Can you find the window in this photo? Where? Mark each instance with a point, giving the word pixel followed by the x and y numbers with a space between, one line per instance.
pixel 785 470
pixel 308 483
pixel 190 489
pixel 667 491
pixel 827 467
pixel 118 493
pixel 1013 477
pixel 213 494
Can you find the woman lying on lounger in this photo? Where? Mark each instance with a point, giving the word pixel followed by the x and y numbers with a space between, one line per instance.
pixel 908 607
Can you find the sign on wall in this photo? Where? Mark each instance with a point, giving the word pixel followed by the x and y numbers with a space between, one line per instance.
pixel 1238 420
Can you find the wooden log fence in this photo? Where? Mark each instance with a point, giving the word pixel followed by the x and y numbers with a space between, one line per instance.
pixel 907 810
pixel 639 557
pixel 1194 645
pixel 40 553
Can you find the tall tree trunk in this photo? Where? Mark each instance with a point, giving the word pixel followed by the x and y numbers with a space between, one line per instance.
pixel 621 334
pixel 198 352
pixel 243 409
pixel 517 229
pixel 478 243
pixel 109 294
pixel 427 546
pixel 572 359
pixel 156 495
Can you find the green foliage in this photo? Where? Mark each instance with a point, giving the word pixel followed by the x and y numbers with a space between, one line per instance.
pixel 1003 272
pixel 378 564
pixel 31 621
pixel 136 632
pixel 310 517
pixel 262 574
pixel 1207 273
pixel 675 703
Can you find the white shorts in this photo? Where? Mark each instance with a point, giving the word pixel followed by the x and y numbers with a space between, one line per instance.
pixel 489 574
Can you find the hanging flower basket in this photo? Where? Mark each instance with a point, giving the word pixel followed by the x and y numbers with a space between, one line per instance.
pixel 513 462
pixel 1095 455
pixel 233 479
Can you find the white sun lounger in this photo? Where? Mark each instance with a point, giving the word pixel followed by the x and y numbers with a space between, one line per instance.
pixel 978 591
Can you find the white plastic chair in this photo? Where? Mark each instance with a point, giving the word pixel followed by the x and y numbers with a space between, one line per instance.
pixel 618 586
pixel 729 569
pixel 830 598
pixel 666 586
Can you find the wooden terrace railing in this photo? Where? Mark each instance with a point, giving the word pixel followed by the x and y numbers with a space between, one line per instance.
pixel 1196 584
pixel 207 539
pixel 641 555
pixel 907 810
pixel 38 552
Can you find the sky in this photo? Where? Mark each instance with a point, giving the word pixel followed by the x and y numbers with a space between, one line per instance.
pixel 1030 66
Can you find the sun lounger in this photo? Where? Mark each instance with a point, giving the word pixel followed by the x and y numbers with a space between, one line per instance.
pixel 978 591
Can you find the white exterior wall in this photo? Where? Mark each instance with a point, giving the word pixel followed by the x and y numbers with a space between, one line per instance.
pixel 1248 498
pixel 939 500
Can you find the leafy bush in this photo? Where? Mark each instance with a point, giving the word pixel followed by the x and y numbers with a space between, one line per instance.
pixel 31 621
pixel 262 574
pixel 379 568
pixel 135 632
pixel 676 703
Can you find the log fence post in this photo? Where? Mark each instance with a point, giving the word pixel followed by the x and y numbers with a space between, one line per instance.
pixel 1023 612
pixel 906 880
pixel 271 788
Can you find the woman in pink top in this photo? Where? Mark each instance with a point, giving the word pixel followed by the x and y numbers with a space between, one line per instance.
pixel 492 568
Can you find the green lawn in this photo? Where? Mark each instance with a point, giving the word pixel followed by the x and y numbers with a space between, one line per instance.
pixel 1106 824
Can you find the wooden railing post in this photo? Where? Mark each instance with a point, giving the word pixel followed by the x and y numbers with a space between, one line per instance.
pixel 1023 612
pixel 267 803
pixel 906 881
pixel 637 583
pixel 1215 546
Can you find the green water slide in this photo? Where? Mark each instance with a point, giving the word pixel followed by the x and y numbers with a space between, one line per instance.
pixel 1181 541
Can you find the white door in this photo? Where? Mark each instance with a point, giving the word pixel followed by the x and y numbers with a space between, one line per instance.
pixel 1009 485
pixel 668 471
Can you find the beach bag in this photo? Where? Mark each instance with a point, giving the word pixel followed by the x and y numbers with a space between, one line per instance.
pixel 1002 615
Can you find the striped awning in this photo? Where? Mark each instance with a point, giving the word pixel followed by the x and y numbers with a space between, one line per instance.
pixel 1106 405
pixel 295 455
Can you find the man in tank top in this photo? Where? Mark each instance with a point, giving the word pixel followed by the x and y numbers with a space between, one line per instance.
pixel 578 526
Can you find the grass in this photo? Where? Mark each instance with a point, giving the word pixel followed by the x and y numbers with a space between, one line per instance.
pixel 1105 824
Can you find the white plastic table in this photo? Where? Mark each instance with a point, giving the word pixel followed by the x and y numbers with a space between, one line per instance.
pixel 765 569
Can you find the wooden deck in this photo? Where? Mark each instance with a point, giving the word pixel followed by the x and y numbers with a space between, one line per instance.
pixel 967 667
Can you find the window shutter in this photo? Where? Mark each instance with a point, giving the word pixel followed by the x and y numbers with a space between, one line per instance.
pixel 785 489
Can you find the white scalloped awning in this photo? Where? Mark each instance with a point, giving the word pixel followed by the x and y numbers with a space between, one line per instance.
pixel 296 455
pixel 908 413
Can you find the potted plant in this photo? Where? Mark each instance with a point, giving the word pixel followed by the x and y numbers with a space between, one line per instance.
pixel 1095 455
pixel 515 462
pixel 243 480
━━━━━━━━━━━━━━━━
→ **Travail demandé**
Modifiez les données ci-dessus en remplaçant partout « instance » par « occurrence », sans rien changer d'autre.

→ **Corrigé**
Can you find the window in this photo? Where? Mark each occurrence with a point, giving the word pixel followed by the x and y numbers with a space between, one line per occurrence.
pixel 785 470
pixel 308 483
pixel 190 489
pixel 667 491
pixel 827 467
pixel 118 493
pixel 1013 477
pixel 213 494
Can you find the woman lying on lounger in this photo? Where? Mark each occurrence with a point, giving the word pixel followed by the x and y numbers with a space between, one line per occurrence.
pixel 908 607
Can you find the sign on wall in this photo? Where? Mark each occurrence with a point, giving the word pixel followed by the x and y numbers with a space between, one line per occurrence.
pixel 1238 420
Can you find the wooden log fence in this photo? Where? Mark each occurrence with a point, giving the word pixel followed by the x and y numbers with a space between, one line per occurrence.
pixel 907 810
pixel 639 557
pixel 1194 645
pixel 40 553
Can you find the tall tree trunk in this photo? Where? Mark each occurrence with a point, giving the word pixel followed by the x and y numbers with a space between, one line per occurrence.
pixel 621 334
pixel 198 352
pixel 243 409
pixel 517 229
pixel 478 243
pixel 109 294
pixel 427 546
pixel 572 359
pixel 156 495
Can you find the green foliage in this photo? Where? Mark each occurrence with a point, giving the word pixel followed by the x and y numbers with a space between, one line per occurrence.
pixel 1003 272
pixel 378 564
pixel 31 621
pixel 136 632
pixel 310 517
pixel 262 574
pixel 1207 273
pixel 675 703
Can you find the white shorts in this photo? Where? Mark each occurrence with a point, giving the word pixel followed by the x and y numbers with a space between, one line per occurrence.
pixel 489 574
Can you find the hanging flower basket in this photo? Where? Mark each occurrence with a point, giving the word pixel followed by the x and y numbers with a space between, one line per occurrence.
pixel 513 462
pixel 1095 455
pixel 233 479
Can you find the white sun lounger in this photo? Where? Mark each occurrence with a point, giving the word pixel followed by the x and y numbers with a space between, one line per occurrence.
pixel 978 591
Can you find the white plastic chair in this photo? Where? Mark each occurrence with a point, giving the word pixel followed by the x and y numbers with a space between, one line per occurrence.
pixel 618 586
pixel 729 569
pixel 830 598
pixel 666 586
Can you find the wooden terrace railing in this photo? Where? Mark each occurrence with a point, giving the word pixel followed by the x and y numbers with a space between, one line per occurrence.
pixel 1196 584
pixel 207 539
pixel 641 555
pixel 907 810
pixel 38 552
Can you find the sky in this photo? Where? Mark each occurrence with a point, giving the word pixel followed by the x and y numbers with a space between, one line per occurrence.
pixel 1030 66
Can you find the sun lounger in this photo? Where? Mark each occurrence with a point, giving the word pixel followed by the x and y numbers with a space between, one line per occurrence.
pixel 978 591
Can you find the white exterior wall in this photo? Where? Mark each occurrence with a point, giving the word pixel followed by the x and y numbers with a space between, one line per occurrence.
pixel 1248 498
pixel 939 500
Can you find the leafy bush in this photo? Where? Mark each occurrence with a point, giving the word pixel followed by the x and y numbers with a space between, one line per occurrence.
pixel 31 621
pixel 262 574
pixel 379 568
pixel 135 632
pixel 676 703
Can you find the log fence post in this photo? Where? Mark each occurrence with a point, giving the word pixel followed by the x and y numbers with a space between, one line per occurrence.
pixel 1023 612
pixel 906 880
pixel 271 788
Can you find the woman in pink top in this photo? Where? Mark each occurrence with a point, giving the word pixel followed by the x and y numbers with a space between, one line per occurrence.
pixel 492 568
Can you find the green lawn in this photo? Where? Mark each occurrence with a point, giving the word pixel followed by the x and y numbers with a space between, one line per occurrence.
pixel 1106 824
Can you find the wooden railing post in this photo? Where? Mark each occurrence with a point, giving the word pixel followed by the x and y numbers with a space between, one line per occurrence.
pixel 1023 612
pixel 267 803
pixel 906 881
pixel 637 583
pixel 1215 546
Can you find the green water slide in this photo? Where? Mark each occurrence with a point, giving the word pixel followed by the x and y numbers with a space between, one line per occurrence.
pixel 1181 541
Can you find the white door in this photo? Where? Mark each occurrence with a point, giving the word pixel followed by the x and y numbers with a space between, one line per occurrence.
pixel 1009 485
pixel 668 471
Can you find the beach bag in this photo? Where? Mark each occurrence with a point, giving the word pixel followed by the x and y numbers with a space between, one line per occurrence.
pixel 1002 615
Can you find the striped awning in this photo? Where? Mark each occurrence with a point, giving the word pixel followed by the x and y numbers with a space between, one line per occurrence.
pixel 1106 405
pixel 295 455
Can you find the man in tank top in this photo? Where? Mark each occurrence with a point, giving the word pixel followed by the x and y numbers with a space between, one line per occurrence.
pixel 578 526
Can you find the grass in this photo? Where? Mark each occurrence with a point, giving the word pixel followed by the x and y numbers with a space between, one line per occurrence.
pixel 1105 824
Can you find the white plastic table in this photo? Where? Mark each occurrence with a point, giving the word pixel followed by the x and y numbers with a space between, one line per occurrence.
pixel 765 569
Can you find the wooden deck in this photo? Where? Mark each occurrence with a point, giving the word pixel followed by the x and y numbers with a space between, one line per occurrence.
pixel 967 667
Can you find the window shutter in this photo? Where? Mark each occurrence with a point, giving the word pixel followed by the x and y numbers with a space between, one line per occurrence.
pixel 785 489
Can you find the white scalloped awning in this photo? Where? Mark each occurrence with a point, giving the word pixel followed by the x and y numbers with a space between, one line per occurrence.
pixel 296 455
pixel 908 413
Can you find the potted plant in this photo? Where? Mark each occurrence with a point, giving the word pixel followed by the x and y numbers with a space between, one line per occurrence.
pixel 1095 455
pixel 515 462
pixel 243 480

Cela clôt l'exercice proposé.